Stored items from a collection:
★ ★ ★ ★

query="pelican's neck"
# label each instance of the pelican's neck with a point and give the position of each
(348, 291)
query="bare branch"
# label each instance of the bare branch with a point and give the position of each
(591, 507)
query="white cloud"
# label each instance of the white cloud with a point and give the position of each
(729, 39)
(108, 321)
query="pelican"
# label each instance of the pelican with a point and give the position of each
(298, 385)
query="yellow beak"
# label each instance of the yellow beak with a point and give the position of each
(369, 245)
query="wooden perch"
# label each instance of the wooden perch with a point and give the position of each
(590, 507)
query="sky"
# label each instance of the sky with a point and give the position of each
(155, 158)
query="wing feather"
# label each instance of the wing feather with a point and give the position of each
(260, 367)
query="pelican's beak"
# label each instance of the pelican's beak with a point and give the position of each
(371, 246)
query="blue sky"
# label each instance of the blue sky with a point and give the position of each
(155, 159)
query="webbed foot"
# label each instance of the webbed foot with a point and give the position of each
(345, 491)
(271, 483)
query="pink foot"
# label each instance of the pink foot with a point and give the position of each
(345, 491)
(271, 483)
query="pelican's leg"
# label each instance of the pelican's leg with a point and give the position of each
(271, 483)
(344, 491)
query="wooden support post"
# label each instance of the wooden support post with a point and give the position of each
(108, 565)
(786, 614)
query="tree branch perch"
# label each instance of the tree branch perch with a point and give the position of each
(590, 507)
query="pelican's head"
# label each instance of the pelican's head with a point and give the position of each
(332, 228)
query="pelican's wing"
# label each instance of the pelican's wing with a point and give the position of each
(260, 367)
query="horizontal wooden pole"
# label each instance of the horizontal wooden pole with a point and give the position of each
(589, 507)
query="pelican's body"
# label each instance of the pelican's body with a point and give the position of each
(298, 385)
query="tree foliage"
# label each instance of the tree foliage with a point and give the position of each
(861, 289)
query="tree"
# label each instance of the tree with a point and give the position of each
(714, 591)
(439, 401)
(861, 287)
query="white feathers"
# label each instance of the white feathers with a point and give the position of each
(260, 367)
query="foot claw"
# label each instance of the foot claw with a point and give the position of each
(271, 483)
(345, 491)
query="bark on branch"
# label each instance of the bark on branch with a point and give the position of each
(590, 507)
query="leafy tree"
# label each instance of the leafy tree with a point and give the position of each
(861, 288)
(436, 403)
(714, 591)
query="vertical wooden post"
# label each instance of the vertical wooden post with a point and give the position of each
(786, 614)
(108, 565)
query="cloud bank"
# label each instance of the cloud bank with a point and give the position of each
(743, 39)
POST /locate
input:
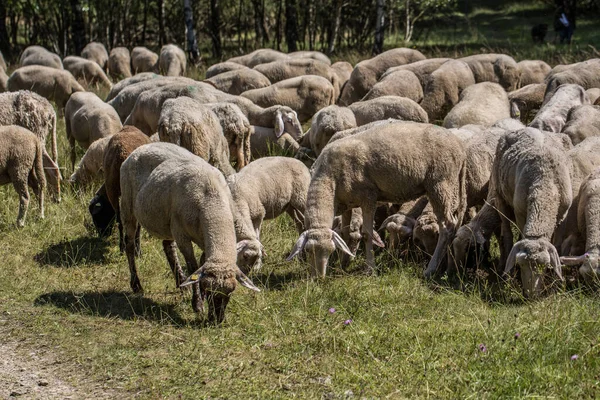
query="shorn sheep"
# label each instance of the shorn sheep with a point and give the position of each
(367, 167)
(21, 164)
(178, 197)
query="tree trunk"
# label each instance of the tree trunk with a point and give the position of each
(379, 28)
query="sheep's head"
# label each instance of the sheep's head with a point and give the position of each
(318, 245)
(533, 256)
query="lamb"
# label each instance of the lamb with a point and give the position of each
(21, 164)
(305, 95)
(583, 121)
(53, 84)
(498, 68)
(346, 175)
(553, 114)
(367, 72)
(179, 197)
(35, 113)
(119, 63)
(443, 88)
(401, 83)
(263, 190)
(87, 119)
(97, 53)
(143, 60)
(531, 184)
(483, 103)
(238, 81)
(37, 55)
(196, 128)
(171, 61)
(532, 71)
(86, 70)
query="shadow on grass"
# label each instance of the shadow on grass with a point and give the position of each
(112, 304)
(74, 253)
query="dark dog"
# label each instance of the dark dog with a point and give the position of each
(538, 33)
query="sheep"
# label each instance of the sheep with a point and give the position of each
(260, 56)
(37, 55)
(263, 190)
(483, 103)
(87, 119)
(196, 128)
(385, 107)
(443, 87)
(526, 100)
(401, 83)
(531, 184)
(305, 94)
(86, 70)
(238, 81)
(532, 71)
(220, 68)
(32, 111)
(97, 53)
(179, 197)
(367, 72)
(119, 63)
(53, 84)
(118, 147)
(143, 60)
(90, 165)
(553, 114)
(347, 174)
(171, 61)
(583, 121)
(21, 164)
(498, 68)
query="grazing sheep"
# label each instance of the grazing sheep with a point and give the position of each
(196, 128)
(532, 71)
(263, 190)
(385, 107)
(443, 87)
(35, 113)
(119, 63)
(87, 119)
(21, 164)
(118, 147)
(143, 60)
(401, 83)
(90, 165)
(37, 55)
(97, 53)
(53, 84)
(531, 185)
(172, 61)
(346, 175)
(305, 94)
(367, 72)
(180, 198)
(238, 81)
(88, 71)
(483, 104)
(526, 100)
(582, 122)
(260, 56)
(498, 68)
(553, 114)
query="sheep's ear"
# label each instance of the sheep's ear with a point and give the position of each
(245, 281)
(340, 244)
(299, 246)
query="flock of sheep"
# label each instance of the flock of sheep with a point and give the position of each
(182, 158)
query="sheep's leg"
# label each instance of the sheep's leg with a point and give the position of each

★ ★ ★ ★

● **Problem**:
All the records above must be retyped exactly, except for their pictures.

● **Solution**:
query="pelican's neck"
# label each instance of the pelican's neck with a point and give the position of each
(348, 291)
query="bare branch"
# label each instance of the bare branch with a point and give the position of each
(591, 507)
query="white cloud"
# label each instance of the white cloud with a point and give the position of each
(729, 39)
(108, 321)
query="pelican"
# label each instance of the pelican with a point and give the position of each
(298, 385)
query="yellow beak"
# label each instance of the yellow beak with a point and give the position of each
(369, 245)
query="wooden perch"
# label each instance of the wooden perch with a point and give the position of each
(590, 507)
query="sky"
# label each instance of the sky with a point and give the position of each
(155, 158)
query="wing feather"
# label each instance of the wing feather with a point and give the position of each
(260, 367)
query="pelican's beak"
# label each instance of the pelican's beak with a point and give the position of each
(371, 246)
query="blue sky"
# label each instance of the blue sky with a point and give the position of each
(155, 159)
query="webbed foot"
# label each instance of the webbed foot with a point and give the position of each
(345, 491)
(271, 483)
query="pink foot"
# label each instance of the pink foot with a point and give the position of each
(345, 491)
(271, 483)
query="pelican's leg"
# label each instance of the pelican's leg with a point and give the position of each
(271, 483)
(344, 491)
query="wooden support post"
# label each instance of the wooden support post with a point and give the position of each
(108, 565)
(786, 614)
query="tree branch perch"
# label each instance of the tree branch perch with a point and give the position of each
(590, 507)
query="pelican's head"
# label each instance of the pelican's head with a point and give the position of each
(332, 228)
query="pelican's wing"
# label each instance of the pelican's wing with a point and give the position of each
(260, 367)
query="horizontal wooden pole"
# label each instance of the horizontal wooden pole with a point and give the position of each
(589, 507)
query="pelican's body"
# label each instance of the pelican's body with a point and give the position of each
(298, 385)
query="tree foliage"
# label each instance of the tree foliage with a point and give the position of each
(861, 289)
query="tree"
# label each instance of the tree with a point and give the position of each
(714, 591)
(439, 401)
(861, 287)
query="white feathers"
# label each instance of the white feathers with a point and give the position of each
(260, 367)
query="foot claw"
# label each instance of the foot claw with a point and give the position of each
(271, 483)
(345, 491)
query="bark on branch"
# label each instance of the bark on branch with a point and give the position of each
(590, 507)
query="leafy tree"
# label each instance of the leafy tree with a point and give the position of each
(861, 288)
(436, 403)
(714, 591)
query="vertical wooden post"
# label each instance of the vertical wooden post with a point and give the position of each
(786, 614)
(108, 565)
query="cloud bank"
# label each instance of the cloud bank with a point and give the position of each
(743, 39)
POST /locate
input:
query="shorn sheep"
# label each instance of the shorn sheep with a point and give the position of each
(367, 167)
(21, 164)
(178, 197)
query="tree trunk"
# label each instance of the tree trunk with a point and give the position of each
(379, 28)
query="sheep's head"
# label each instance of the sheep's head with a point and give the position of each
(318, 245)
(533, 256)
query="lamb"
# label each instance of the lamb with a point and give the position of each
(21, 164)
(305, 95)
(583, 121)
(53, 84)
(498, 68)
(346, 175)
(553, 114)
(367, 72)
(179, 197)
(35, 113)
(119, 63)
(443, 88)
(401, 83)
(263, 190)
(87, 119)
(97, 53)
(143, 60)
(531, 184)
(483, 103)
(238, 81)
(37, 55)
(196, 128)
(171, 61)
(532, 71)
(86, 70)
query="shadow on grass"
# label each instance of the shadow on grass with a point and give the position of each
(112, 304)
(74, 253)
query="dark dog"
# label each instance of the dark dog with a point and give the position of each
(538, 33)
query="sheep"
# label each instance of the sheep with a point and give the position of each
(260, 56)
(37, 55)
(263, 190)
(483, 103)
(87, 119)
(196, 128)
(385, 107)
(443, 87)
(526, 100)
(401, 83)
(531, 184)
(305, 94)
(86, 70)
(238, 81)
(532, 71)
(220, 68)
(32, 111)
(97, 53)
(179, 197)
(367, 72)
(119, 63)
(53, 84)
(118, 147)
(143, 60)
(90, 165)
(553, 114)
(347, 174)
(171, 61)
(583, 121)
(21, 164)
(498, 68)
query="grazing sheep"
# label each instance of the grazing sheep with a point and give the position of each
(196, 128)
(532, 71)
(263, 190)
(385, 107)
(443, 87)
(35, 113)
(119, 63)
(87, 119)
(21, 164)
(118, 147)
(143, 60)
(401, 83)
(90, 165)
(37, 55)
(97, 53)
(53, 84)
(531, 185)
(172, 61)
(346, 175)
(305, 94)
(367, 72)
(180, 198)
(238, 81)
(88, 71)
(483, 104)
(526, 100)
(582, 122)
(260, 56)
(498, 68)
(553, 114)
query="sheep's ear"
# label each instance of the sheep's ear with a point and give the position of each
(245, 281)
(340, 244)
(299, 246)
query="flock of sheep"
# label each instance of the flock of sheep with a point and give the position of each
(182, 158)
query="sheep's leg"
# label each instance of the sheep's leg with a point and give the position of each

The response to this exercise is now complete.